[Excerpts from a dataset]
= = = =

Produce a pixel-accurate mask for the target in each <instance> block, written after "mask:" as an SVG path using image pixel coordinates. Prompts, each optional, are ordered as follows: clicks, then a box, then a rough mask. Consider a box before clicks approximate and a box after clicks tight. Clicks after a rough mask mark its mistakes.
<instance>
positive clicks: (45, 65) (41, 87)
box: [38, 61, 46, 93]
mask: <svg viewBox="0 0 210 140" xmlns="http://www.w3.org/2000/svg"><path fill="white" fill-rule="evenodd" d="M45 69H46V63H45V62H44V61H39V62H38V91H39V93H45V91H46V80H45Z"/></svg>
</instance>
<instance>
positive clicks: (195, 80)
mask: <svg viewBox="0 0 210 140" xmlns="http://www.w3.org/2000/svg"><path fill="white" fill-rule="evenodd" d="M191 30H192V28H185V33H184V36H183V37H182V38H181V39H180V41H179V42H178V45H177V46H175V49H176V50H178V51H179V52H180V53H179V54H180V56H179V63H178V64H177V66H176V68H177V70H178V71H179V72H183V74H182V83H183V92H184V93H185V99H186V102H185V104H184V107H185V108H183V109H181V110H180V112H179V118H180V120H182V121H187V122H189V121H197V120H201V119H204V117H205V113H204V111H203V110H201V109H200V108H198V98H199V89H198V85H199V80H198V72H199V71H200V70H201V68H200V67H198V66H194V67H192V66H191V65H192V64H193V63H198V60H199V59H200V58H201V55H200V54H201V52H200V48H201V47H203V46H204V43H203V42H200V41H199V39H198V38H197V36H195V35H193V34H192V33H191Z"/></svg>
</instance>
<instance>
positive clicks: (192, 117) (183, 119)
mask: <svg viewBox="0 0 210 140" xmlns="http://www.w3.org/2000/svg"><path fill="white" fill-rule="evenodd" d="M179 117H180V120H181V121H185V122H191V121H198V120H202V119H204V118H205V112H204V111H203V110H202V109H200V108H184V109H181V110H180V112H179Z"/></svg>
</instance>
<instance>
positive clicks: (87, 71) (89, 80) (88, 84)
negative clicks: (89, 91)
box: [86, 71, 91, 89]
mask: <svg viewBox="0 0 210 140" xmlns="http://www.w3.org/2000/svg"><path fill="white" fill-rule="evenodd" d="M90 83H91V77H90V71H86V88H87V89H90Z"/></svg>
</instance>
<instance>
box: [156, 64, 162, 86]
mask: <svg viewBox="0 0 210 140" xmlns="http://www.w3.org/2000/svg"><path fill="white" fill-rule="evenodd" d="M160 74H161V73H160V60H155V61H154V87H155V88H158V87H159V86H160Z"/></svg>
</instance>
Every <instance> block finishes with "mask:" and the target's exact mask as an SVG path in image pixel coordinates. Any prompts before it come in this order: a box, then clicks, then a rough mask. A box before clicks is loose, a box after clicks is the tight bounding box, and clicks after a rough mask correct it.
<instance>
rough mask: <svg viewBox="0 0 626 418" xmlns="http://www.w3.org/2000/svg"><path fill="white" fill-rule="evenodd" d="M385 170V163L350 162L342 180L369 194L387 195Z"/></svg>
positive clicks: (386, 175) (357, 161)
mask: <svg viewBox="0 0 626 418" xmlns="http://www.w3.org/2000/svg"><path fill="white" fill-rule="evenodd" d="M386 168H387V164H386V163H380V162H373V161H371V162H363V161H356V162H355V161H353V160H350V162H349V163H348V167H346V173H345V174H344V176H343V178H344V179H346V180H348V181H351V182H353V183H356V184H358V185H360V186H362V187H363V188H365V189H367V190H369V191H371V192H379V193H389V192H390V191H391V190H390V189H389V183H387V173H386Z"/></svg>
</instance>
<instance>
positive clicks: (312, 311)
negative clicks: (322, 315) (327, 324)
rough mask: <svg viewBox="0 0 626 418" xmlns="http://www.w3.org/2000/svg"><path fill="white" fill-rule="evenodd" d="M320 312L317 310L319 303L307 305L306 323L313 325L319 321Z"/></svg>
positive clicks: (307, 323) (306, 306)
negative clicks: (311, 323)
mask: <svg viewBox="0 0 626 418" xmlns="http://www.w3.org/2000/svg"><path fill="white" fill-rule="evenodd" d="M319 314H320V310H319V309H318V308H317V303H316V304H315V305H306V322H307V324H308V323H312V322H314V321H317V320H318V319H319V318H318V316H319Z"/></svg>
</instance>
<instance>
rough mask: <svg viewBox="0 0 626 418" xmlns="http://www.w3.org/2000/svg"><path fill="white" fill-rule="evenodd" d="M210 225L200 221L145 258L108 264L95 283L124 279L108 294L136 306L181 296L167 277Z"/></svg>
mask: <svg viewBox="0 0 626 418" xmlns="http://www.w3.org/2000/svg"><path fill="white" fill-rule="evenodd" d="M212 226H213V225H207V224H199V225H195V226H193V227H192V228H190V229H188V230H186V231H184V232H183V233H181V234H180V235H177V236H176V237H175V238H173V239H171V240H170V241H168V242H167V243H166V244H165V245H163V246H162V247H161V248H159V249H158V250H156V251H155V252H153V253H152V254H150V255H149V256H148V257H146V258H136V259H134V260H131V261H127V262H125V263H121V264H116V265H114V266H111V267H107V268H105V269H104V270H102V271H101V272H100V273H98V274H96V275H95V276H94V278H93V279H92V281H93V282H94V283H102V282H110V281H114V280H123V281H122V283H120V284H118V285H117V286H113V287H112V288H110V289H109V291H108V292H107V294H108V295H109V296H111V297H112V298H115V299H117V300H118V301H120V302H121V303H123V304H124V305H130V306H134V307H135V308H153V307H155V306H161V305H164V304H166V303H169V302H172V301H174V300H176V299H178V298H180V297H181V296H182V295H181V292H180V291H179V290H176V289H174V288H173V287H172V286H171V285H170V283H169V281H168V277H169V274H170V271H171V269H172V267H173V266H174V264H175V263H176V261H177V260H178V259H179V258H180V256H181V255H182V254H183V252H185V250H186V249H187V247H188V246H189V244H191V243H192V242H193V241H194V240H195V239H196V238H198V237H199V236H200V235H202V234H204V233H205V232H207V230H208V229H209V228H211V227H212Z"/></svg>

= = = =

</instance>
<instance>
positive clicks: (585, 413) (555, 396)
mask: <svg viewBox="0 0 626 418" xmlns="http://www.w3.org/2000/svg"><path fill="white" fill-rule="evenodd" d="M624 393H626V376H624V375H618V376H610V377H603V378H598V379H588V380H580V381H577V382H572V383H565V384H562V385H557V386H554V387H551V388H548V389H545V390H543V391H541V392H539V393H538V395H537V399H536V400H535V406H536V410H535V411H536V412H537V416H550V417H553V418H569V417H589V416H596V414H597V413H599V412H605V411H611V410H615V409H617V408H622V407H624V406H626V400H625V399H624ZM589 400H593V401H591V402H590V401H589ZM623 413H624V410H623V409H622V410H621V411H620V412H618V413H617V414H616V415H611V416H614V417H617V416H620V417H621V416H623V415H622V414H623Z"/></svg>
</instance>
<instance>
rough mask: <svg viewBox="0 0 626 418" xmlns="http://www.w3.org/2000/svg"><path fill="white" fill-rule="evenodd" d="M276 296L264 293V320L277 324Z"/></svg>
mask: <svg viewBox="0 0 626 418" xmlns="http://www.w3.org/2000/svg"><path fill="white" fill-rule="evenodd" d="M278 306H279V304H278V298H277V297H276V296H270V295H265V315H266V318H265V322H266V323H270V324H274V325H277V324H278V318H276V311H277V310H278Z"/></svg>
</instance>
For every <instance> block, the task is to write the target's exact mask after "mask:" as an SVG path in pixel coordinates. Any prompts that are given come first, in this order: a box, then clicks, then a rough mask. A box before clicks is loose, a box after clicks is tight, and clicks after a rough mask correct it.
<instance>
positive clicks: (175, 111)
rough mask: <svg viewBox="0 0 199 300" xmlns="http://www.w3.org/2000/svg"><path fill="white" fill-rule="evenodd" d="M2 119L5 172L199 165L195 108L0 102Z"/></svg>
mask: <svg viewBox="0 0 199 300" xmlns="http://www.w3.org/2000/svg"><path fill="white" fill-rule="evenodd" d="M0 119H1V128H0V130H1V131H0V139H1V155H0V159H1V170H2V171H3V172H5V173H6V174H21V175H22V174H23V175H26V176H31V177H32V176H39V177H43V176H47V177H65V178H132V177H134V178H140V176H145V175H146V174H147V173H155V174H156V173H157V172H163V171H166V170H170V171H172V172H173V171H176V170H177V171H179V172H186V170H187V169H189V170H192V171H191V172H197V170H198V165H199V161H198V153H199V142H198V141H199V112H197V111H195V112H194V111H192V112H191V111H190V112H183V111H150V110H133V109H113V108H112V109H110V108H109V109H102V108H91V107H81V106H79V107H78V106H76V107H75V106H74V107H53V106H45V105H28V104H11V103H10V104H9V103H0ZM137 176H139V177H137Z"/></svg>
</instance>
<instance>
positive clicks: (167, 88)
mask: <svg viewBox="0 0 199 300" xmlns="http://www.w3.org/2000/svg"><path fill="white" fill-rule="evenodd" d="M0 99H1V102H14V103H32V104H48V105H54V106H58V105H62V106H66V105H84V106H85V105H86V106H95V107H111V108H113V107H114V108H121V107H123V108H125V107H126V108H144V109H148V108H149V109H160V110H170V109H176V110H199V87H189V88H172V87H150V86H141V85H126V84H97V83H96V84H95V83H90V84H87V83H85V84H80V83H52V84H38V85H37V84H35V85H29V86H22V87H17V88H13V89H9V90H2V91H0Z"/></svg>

= = = =

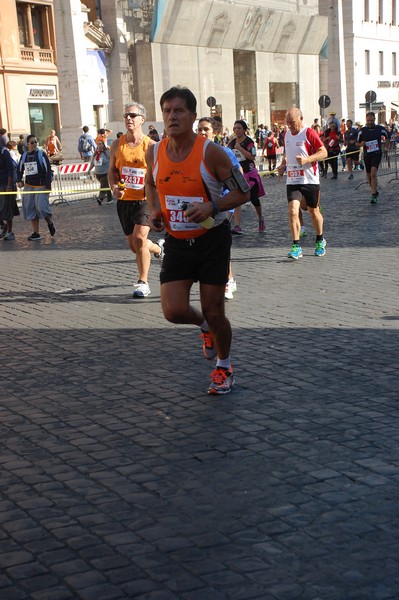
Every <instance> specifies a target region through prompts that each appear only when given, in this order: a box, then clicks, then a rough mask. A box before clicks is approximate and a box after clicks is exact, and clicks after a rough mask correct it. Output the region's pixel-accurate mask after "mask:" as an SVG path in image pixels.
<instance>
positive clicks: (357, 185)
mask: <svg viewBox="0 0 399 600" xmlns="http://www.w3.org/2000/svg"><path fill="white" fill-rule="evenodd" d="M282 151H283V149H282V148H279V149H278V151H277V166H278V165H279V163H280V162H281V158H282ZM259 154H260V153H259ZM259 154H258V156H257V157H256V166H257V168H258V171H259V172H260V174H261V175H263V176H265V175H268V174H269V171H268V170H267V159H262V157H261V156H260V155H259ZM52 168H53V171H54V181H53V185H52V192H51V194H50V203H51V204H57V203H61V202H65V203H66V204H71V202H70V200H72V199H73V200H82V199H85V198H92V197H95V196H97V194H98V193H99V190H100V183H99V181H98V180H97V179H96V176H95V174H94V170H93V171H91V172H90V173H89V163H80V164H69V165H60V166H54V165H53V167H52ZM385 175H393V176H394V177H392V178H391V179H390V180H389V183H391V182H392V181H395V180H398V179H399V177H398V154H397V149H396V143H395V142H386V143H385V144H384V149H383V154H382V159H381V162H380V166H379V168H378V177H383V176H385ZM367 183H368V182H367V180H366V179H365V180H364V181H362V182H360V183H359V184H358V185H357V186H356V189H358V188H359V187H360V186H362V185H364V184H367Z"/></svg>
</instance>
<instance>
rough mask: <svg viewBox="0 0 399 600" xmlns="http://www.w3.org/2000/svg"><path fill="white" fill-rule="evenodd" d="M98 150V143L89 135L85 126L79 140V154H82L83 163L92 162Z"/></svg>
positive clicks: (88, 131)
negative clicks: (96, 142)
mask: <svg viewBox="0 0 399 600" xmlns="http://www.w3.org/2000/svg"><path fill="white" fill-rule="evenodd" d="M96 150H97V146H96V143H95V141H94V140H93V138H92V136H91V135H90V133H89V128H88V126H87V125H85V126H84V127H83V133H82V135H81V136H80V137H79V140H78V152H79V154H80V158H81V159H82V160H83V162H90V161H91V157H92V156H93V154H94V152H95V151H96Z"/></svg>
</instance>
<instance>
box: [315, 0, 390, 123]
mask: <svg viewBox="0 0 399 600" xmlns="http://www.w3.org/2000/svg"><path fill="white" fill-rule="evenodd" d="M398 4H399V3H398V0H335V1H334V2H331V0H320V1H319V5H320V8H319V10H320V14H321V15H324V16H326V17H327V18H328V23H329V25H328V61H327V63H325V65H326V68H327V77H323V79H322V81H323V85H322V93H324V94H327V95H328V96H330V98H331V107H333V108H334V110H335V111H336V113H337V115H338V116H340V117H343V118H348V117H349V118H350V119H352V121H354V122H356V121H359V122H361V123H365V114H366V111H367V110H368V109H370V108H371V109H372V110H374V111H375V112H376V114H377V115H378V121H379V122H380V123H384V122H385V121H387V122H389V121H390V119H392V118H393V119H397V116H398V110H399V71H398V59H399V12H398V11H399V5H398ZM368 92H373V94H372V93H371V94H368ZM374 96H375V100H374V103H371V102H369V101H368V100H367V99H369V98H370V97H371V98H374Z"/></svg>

= = = =

* _Try it_
List every line above that holds the word "given".

* _Your solution_
For every <instance> block, the task is to write the target's exact mask after "mask:" as an SVG path in pixel coordinates. Any prompts that are given come first, in this order: a box, then clicks, then a rough mask. A box before clicks is loose, a box after clicks is tight, and clicks after a rough mask correct it.
Every <instance> specifies a target region through prompts that each appear only when given, in this order: a box, then clicks, then a rough mask. A box before clicks is approximate and a box after clicks is exact, and clicks after a rough mask correct it. Output the region's pixel-accurate mask after "mask:" as an SVG path in image pixels.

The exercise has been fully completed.